### Document excerpt
Drexel CCI Faculty Spotlight: Julia Stoyanovich, PhD, Assistant Professor of Computer Science

Julia Stoyanovich
Julia Stoyanovich, PhD is an assistant professor of computer science at Drexel University’s College of Computing & Informatics (CCI) whose focus lies in the area of data and knowledge management.

Stoyanovich, who joined Drexel’s faculty in 2012, is also a key member of the College’s recently launched Women in Computing Initiative, and recently moderated a CCI Corporate Partners Program panel discussion on November 27 with industry members and alumni, speaking on issues affecting women in STEM fields.

Prior to joining academia, Stoyanovich spent five years in the start-up industry as a software developer, data architect and database administrator. This experience motivated her “to work with real datasets whenever possible, and to deliver results of [her] research to the communities of target users, as part of open-source systems or as stand-alone prototypes.”

Stoyanovich is especially interested in responsible data management and algorithmic accountability, an issue that she and CCI undergraduate and graduate students have pursued in her research group, Drexel Database Group. Together with her colleagues from the University of Washington, University of Michigan and University of Massachusetts Amherst, she recently received $1.6 million from the National Science Foundation’s BIGDATA program, to support research on Foundations of Responsible Data Management. Stoyanovich is the lead Principal Investigator on this project. She is also a member of the ACM Code of Ethics 2018 Task Force, and of the Community Principles on Ethical Data Sharing taskforce, an initiative launched by Bloomberg, BrightHive and Data for Democracy that aims to develop a Data Science Code of Ethics. She is also a steering committee member of Conference on Fairness, Accountability and Transparency (FAT*).

### Stored records
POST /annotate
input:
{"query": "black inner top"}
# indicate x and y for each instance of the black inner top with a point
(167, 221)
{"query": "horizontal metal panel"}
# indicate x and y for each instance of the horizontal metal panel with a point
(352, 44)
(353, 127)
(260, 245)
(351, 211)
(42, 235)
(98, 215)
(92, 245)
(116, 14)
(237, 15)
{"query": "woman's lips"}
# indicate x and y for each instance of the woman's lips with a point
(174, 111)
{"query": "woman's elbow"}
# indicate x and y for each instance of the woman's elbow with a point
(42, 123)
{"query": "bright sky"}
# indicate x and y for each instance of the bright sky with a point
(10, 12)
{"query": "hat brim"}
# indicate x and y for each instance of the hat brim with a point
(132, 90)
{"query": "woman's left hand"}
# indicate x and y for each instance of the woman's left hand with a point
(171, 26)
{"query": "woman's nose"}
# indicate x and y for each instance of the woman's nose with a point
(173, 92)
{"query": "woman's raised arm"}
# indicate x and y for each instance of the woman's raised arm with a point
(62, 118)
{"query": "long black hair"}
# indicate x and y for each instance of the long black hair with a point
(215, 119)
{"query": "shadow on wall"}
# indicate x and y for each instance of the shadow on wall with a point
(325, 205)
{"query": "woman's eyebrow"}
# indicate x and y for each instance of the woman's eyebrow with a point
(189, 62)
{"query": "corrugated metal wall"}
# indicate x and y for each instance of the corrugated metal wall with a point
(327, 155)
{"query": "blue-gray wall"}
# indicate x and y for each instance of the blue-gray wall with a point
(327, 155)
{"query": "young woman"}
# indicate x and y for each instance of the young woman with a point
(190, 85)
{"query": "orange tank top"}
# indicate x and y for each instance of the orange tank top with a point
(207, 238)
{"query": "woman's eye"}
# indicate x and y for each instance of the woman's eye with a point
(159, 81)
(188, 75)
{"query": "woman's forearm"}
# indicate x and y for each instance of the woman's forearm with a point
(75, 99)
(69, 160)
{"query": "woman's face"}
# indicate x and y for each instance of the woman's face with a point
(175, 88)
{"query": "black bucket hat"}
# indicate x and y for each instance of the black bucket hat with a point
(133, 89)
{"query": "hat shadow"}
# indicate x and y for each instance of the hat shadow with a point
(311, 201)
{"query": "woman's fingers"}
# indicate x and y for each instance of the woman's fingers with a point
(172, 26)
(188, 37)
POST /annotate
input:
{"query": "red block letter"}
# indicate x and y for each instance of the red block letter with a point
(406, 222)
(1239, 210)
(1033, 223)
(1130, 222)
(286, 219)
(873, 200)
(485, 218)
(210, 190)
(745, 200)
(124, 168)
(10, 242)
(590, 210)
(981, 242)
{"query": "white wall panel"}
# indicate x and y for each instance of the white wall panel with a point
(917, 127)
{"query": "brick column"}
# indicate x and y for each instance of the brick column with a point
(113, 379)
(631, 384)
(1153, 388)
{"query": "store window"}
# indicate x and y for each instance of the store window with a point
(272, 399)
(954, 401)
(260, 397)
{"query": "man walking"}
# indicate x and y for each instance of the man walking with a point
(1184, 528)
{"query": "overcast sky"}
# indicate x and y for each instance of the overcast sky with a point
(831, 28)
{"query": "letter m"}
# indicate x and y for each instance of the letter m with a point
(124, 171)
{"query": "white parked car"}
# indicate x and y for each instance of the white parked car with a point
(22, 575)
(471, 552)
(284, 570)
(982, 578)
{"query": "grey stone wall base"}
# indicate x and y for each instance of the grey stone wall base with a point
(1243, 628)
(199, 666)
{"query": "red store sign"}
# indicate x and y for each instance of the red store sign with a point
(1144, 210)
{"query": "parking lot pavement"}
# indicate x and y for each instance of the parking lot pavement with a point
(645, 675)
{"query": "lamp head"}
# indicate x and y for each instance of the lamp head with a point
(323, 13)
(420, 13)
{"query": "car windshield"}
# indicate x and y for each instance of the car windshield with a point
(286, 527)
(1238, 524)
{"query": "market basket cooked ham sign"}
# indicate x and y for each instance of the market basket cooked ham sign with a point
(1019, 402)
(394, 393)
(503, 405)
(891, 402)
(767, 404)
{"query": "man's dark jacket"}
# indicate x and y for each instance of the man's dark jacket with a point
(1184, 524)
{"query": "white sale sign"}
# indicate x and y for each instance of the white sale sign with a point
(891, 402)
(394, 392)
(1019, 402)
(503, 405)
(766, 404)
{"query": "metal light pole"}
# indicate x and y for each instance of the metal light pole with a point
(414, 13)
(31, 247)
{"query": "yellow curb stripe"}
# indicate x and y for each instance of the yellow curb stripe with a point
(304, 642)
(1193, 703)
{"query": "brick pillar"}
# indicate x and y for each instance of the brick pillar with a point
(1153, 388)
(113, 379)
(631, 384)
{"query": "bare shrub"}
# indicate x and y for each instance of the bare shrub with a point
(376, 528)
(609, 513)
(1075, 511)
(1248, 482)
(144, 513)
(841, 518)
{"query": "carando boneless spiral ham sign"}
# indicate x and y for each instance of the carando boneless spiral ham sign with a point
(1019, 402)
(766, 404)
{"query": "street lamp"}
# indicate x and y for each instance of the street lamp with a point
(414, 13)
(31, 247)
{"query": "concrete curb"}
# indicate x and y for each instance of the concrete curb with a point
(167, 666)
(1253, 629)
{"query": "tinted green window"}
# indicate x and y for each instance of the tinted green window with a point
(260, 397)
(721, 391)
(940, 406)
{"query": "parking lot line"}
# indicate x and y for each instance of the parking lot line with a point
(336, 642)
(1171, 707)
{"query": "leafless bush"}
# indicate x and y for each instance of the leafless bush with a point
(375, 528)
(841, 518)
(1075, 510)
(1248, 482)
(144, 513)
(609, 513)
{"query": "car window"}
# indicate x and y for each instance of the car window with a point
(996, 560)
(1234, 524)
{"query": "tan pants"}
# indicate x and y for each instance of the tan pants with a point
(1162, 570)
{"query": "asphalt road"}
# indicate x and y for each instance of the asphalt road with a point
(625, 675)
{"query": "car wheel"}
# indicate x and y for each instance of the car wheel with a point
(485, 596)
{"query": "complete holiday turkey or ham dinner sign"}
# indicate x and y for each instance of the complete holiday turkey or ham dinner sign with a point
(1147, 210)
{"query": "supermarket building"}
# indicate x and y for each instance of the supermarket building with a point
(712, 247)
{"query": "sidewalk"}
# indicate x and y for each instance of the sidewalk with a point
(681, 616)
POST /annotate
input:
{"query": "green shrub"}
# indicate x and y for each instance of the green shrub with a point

### Aim
Set down the entire faculty spotlight on Julia Stoyanovich word for word. None of the rows are needed for this.

### Exercise result
Drexel CCI Faculty Spotlight: Julia Stoyanovich, PhD, Assistant Professor of Computer Science

Julia Stoyanovich
Julia Stoyanovich, PhD is an assistant professor of computer science at Drexel University’s College of Computing & Informatics (CCI) whose focus lies in the area of data and knowledge management.

Stoyanovich, who joined Drexel’s faculty in 2012, is also a key member of the College’s recently launched Women in Computing Initiative, and recently moderated a CCI Corporate Partners Program panel discussion on November 27 with industry members and alumni, speaking on issues affecting women in STEM fields.

Prior to joining academia, Stoyanovich spent five years in the start-up industry as a software developer, data architect and database administrator. This experience motivated her “to work with real datasets whenever possible, and to deliver results of [her] research to the communities of target users, as part of open-source systems or as stand-alone prototypes.”

Stoyanovich is especially interested in responsible data management and algorithmic accountability, an issue that she and CCI undergraduate and graduate students have pursued in her research group, Drexel Database Group. Together with her colleagues from the University of Washington, University of Michigan and University of Massachusetts Amherst, she recently received $1.6 million from the National Science Foundation’s BIGDATA program, to support research on Foundations of Responsible Data Management. Stoyanovich is the lead Principal Investigator on this project. She is also a member of the ACM Code of Ethics 2018 Task Force, and of the Community Principles on Ethical Data Sharing taskforce, an initiative launched by Bloomberg, BrightHive and Data for Democracy that aims to develop a Data Science Code of Ethics. She is also a steering committee member of Conference on Fairness, Accountability and Transparency (FAT*).